TO BE DONE:
Transcribe each of the rows below word for word, changing nothing.

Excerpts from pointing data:
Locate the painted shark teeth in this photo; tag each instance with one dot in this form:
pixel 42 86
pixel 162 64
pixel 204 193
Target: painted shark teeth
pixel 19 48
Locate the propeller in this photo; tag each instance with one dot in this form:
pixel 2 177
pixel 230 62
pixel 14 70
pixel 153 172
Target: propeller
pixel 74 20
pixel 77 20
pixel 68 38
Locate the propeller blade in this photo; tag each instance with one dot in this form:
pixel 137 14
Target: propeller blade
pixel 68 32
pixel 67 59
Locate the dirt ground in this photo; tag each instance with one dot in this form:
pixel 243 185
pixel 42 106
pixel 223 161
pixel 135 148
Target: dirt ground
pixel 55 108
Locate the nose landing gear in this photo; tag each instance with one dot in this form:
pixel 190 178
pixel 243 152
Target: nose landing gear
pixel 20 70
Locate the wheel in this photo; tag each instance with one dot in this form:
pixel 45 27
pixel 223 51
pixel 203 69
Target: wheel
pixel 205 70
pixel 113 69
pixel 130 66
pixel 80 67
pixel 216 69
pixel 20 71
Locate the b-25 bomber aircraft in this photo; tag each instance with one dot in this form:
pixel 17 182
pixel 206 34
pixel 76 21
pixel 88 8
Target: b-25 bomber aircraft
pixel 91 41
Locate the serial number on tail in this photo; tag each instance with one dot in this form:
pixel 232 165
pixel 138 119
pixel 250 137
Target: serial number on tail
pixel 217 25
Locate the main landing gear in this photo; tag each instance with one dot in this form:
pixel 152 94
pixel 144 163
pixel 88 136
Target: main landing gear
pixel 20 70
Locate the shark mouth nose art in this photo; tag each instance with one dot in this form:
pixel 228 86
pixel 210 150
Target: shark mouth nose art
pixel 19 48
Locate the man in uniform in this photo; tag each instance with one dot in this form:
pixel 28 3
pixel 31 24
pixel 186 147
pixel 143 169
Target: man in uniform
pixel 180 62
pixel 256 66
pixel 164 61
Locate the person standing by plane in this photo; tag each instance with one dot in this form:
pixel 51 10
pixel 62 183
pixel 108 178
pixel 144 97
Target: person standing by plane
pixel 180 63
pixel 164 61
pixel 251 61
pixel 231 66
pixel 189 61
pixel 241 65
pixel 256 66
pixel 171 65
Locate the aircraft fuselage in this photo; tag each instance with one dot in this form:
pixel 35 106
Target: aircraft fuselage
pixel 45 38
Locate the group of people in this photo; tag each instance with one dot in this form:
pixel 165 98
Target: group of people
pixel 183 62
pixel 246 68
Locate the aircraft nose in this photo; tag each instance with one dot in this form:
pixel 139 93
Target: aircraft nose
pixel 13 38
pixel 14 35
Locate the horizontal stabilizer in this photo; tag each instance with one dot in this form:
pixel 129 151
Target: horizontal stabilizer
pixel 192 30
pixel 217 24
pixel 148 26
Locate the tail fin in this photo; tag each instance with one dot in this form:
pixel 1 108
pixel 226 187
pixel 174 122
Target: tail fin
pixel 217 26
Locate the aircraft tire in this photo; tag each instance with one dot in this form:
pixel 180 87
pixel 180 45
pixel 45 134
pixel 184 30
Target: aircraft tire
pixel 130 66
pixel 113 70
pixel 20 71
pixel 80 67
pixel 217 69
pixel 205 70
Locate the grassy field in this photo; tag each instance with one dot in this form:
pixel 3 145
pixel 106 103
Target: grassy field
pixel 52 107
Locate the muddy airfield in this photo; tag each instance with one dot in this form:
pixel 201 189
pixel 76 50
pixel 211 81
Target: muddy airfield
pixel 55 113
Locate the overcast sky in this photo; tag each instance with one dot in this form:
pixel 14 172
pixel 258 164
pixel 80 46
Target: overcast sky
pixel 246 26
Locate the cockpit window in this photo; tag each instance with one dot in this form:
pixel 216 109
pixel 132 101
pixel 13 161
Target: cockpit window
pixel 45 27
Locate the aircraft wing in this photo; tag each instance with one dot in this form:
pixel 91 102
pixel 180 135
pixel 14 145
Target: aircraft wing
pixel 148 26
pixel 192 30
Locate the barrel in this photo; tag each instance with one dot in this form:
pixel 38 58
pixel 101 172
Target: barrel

OUTPUT FOR THIS EXERCISE:
Locate the painted shark teeth in this photo; tag each instance with one dot in this form:
pixel 42 86
pixel 162 64
pixel 204 193
Target: painted shark teeth
pixel 19 48
Locate the propeller in this photo; tag each instance with one dot in this form:
pixel 2 177
pixel 230 62
pixel 14 70
pixel 153 172
Target: propeller
pixel 74 20
pixel 77 20
pixel 68 38
Locate the propeller blade in this photo; tag each instance with one dot in this form:
pixel 137 14
Target: propeller blade
pixel 68 32
pixel 67 59
Locate the dirt ground in this photo; tag each instance with one dot in this form:
pixel 243 185
pixel 42 106
pixel 223 161
pixel 135 148
Target: dirt ground
pixel 55 108
Locate the nose landing gear in this photo; tag each instance with one dot in this form:
pixel 190 178
pixel 243 152
Target: nose landing gear
pixel 20 70
Locate the wheel in this photo; tag each instance with one dot in this form:
pixel 45 27
pixel 223 51
pixel 203 69
Target: wheel
pixel 205 70
pixel 113 69
pixel 130 66
pixel 80 67
pixel 216 69
pixel 20 71
Locate the b-25 bomber aircraft in this photo; tag each instance with one dot in this form:
pixel 17 182
pixel 206 34
pixel 76 21
pixel 88 8
Target: b-25 bomber aircraft
pixel 91 41
Locate the serial number on tail in this photo; tag each instance with one dot in this form:
pixel 232 165
pixel 138 119
pixel 250 137
Target: serial number on tail
pixel 217 25
Locate the main landing gear in this photo; tag each instance with one dot in this form:
pixel 152 94
pixel 144 163
pixel 88 136
Target: main landing gear
pixel 20 70
Locate the shark mouth nose art in this photo; tag each instance with one dot in this form:
pixel 228 86
pixel 210 150
Target: shark mouth nose art
pixel 19 48
Locate the man in uniform in this photo; tag each instance with one dot in this form:
pixel 28 3
pixel 31 24
pixel 186 147
pixel 143 169
Target: man in uniform
pixel 180 62
pixel 256 66
pixel 164 61
Locate the person standing by plane in this photo; tag each instance with one dot in this form:
pixel 51 10
pixel 62 183
pixel 108 178
pixel 144 97
Target: person standing by plane
pixel 180 63
pixel 164 61
pixel 251 61
pixel 231 66
pixel 189 61
pixel 241 65
pixel 256 66
pixel 171 65
Locate the aircraft fuselage in this photo; tag each instance with one dot in this form:
pixel 35 106
Target: aircraft fuselage
pixel 45 38
Locate the group of people in this photo; tag each instance with one dot in this form:
pixel 165 98
Target: group of people
pixel 183 62
pixel 246 68
Locate the aircraft nose in this photo; tag each instance with one dot in this form:
pixel 139 93
Target: aircraft nose
pixel 13 38
pixel 14 35
Locate the horizontal stabilizer in this photo; tag each instance with one dot in this form:
pixel 129 151
Target: horizontal stabilizer
pixel 192 30
pixel 217 24
pixel 148 26
Locate the tail fin in this photo; tag each instance with one dot in this form:
pixel 1 108
pixel 226 187
pixel 174 122
Target: tail fin
pixel 217 26
Locate the aircraft tire in this photo; tag each instance with one dot in this form:
pixel 180 87
pixel 180 45
pixel 45 134
pixel 184 30
Target: aircraft tire
pixel 130 66
pixel 113 70
pixel 20 71
pixel 80 67
pixel 217 69
pixel 205 70
Locate the grassy field in this photo; tag each instance with one dot in this form:
pixel 3 145
pixel 106 103
Target: grassy field
pixel 52 107
Locate the muddy airfield in this photo; tag each instance with one dot in this form:
pixel 201 189
pixel 76 50
pixel 211 81
Target: muddy airfield
pixel 55 113
Locate the overcast sky in this photo; tag each instance with one dot in this form:
pixel 14 172
pixel 258 164
pixel 80 46
Target: overcast sky
pixel 246 26
Locate the cockpit window in this photo; tag each instance with one dot in this form:
pixel 216 109
pixel 132 101
pixel 13 161
Target: cockpit window
pixel 45 27
Locate the aircraft wing in this photo; tag each instance with one dot in this form:
pixel 91 102
pixel 180 135
pixel 14 145
Target: aircraft wing
pixel 148 26
pixel 192 30
Locate the barrel in this photo; tag each instance with one dot in this form:
pixel 38 58
pixel 101 172
Target: barrel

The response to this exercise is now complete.